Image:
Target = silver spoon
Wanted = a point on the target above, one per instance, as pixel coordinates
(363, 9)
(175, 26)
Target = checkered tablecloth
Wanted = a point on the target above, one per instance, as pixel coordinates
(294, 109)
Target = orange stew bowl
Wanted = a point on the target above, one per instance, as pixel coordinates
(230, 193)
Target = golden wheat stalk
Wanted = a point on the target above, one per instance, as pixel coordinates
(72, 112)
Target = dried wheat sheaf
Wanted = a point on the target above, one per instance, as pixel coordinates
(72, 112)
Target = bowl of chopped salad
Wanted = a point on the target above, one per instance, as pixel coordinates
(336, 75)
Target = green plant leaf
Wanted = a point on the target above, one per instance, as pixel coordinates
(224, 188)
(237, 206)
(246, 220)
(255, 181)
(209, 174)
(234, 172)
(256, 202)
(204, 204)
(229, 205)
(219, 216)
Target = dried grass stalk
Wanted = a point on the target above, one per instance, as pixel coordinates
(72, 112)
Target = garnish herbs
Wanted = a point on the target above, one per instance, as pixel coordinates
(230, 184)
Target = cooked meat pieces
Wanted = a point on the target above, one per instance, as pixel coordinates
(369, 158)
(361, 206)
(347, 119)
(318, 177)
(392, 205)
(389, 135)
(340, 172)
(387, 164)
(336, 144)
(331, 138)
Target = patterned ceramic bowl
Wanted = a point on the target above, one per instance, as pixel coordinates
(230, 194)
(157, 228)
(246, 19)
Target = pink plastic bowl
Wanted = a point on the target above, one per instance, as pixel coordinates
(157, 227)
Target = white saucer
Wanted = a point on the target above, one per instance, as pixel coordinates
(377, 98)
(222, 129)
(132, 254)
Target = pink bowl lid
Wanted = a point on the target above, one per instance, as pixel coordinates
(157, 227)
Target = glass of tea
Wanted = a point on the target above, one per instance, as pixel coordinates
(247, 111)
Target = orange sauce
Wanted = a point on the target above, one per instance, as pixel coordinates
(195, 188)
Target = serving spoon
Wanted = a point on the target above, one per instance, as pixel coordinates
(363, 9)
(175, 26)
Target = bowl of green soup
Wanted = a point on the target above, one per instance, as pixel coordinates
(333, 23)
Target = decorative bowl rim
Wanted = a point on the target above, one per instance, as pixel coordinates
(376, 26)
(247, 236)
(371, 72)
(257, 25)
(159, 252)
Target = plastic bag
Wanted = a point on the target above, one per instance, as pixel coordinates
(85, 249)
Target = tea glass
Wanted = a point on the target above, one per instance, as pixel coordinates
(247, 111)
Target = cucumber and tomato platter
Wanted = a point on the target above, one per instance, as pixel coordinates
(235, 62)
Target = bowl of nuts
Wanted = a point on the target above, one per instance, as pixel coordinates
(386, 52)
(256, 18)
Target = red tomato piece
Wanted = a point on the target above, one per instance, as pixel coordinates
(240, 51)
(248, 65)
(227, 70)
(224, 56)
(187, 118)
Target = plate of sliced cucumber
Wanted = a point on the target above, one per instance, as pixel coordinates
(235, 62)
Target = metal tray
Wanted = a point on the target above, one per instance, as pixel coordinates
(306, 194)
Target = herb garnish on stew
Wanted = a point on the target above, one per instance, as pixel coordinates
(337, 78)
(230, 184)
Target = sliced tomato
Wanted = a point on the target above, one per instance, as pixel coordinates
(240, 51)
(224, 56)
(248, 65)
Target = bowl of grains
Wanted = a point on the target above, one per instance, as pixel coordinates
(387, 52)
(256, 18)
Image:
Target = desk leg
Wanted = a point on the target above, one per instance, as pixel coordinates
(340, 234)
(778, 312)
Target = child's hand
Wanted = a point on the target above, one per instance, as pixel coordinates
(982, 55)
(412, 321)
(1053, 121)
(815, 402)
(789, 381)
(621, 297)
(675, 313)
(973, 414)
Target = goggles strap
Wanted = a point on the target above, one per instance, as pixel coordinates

- - - - - - -

What to work on -
Please print out every entry again, exactly as it reads.

Solution -
Image:
Target = silver spoon
Wanted = a point on the target above, one per instance, as pixel coordinates
(363, 9)
(175, 26)
Target = checkered tablecloth
Wanted = a point on the target above, one per instance, as pixel coordinates
(294, 109)
Target = orange stew bowl
Wanted = a point on the target above, one per instance, as pixel coordinates
(230, 193)
Target = golden wheat stalk
Wanted = a point on the target above, one per instance, as pixel coordinates
(72, 112)
Target = dried wheat sheaf
Wanted = a point on the target above, one per instance, as pixel coordinates
(72, 112)
Target = bowl of chopped salad
Wanted = a point on the target above, one per instance, as pixel coordinates
(336, 75)
Target = green plant leaf
Wanted = a point on the target above, one per instance, as pixel coordinates
(224, 188)
(237, 206)
(246, 220)
(255, 181)
(209, 174)
(234, 172)
(256, 202)
(204, 204)
(229, 205)
(219, 216)
Target = dried grass stalk
Wanted = a point on the target above, one per instance, as pixel coordinates
(72, 112)
Target = garnish herbs
Wanted = a point on the target above, one per instance, as pixel coordinates
(230, 184)
Target = cooked meat pieces
Wanted = a point on the target above, one per instance, as pixel coordinates
(369, 158)
(361, 206)
(347, 119)
(318, 177)
(392, 205)
(389, 135)
(340, 172)
(387, 164)
(336, 144)
(331, 138)
Target = patterned ceramic bowl
Wanted = a point on the target above, one per instance, as pixel coordinates
(230, 194)
(157, 228)
(246, 19)
Target = pink plastic bowl
Wanted = a point on the target above, one per instance, as pixel coordinates
(157, 227)
Target = white saucer
Wanted = a point on the target above, one per instance, as pixel coordinates
(377, 98)
(222, 129)
(132, 254)
Target = pink bowl lid
Wanted = a point on the target above, one per instance, as pixel coordinates
(157, 227)
Target = glass of tea
Wanted = a point on the target above, one per instance, as pixel coordinates
(247, 111)
Target = orange sauce
Wanted = a point on the target above, one per instance, as pixel coordinates
(195, 188)
Target = serving spoon
Wanted = a point on the target above, one per instance, as pixel coordinates
(363, 9)
(175, 26)
Target = bowl of green soup
Wanted = a point on the target above, one per instance, as pixel coordinates
(333, 23)
Target = decorative bowl rim
Wanted = a point on the target above, one per instance, as pixel coordinates
(376, 26)
(247, 236)
(371, 72)
(257, 25)
(159, 252)
Target = plastic bag
Wanted = a point on the target above, one per instance, as pixel coordinates
(85, 249)
Target = tea glass
Wanted = a point on the target above, one per instance, as pixel coordinates
(247, 111)
Target = cucumber and tomato platter
Wanted = a point on the target above, one per instance, as pixel coordinates
(235, 62)
Target = bowl of nuts
Wanted = a point on the target above, one per instance, as pixel coordinates
(386, 52)
(256, 18)
Target = red tomato piece
Wanted = a point on the target above, one per instance, as pixel coordinates
(240, 51)
(248, 65)
(227, 70)
(224, 56)
(187, 118)
Target = plate of sliced cucumber
Wanted = a point on the target above, one per instance, as pixel coordinates
(235, 62)
Target = metal tray
Wanted = a point on the target above, one per instance, as pixel coordinates
(306, 194)
Target = herb garnish on stew
Wanted = a point on the target above, one per instance, as pixel coordinates
(337, 78)
(230, 184)
Target = sliced tomato
Wanted = a point on the target above, one per instance, as pixel coordinates
(240, 51)
(224, 56)
(248, 65)
Target = bowl of grains
Wanted = a point on the target above, one per instance, as pixel coordinates
(387, 52)
(256, 18)
Image:
Target = desk leg
Wanted = a point on the target above, one per instance, as pixel coordinates
(340, 234)
(778, 312)
Target = child's hand
Wanted = a point on the target above, one per instance, as pixel coordinates
(982, 55)
(412, 321)
(1053, 121)
(815, 402)
(789, 381)
(621, 297)
(675, 313)
(973, 414)
Target = goggles strap
Wanted = a point on the target above, one per instance, as pixel coordinates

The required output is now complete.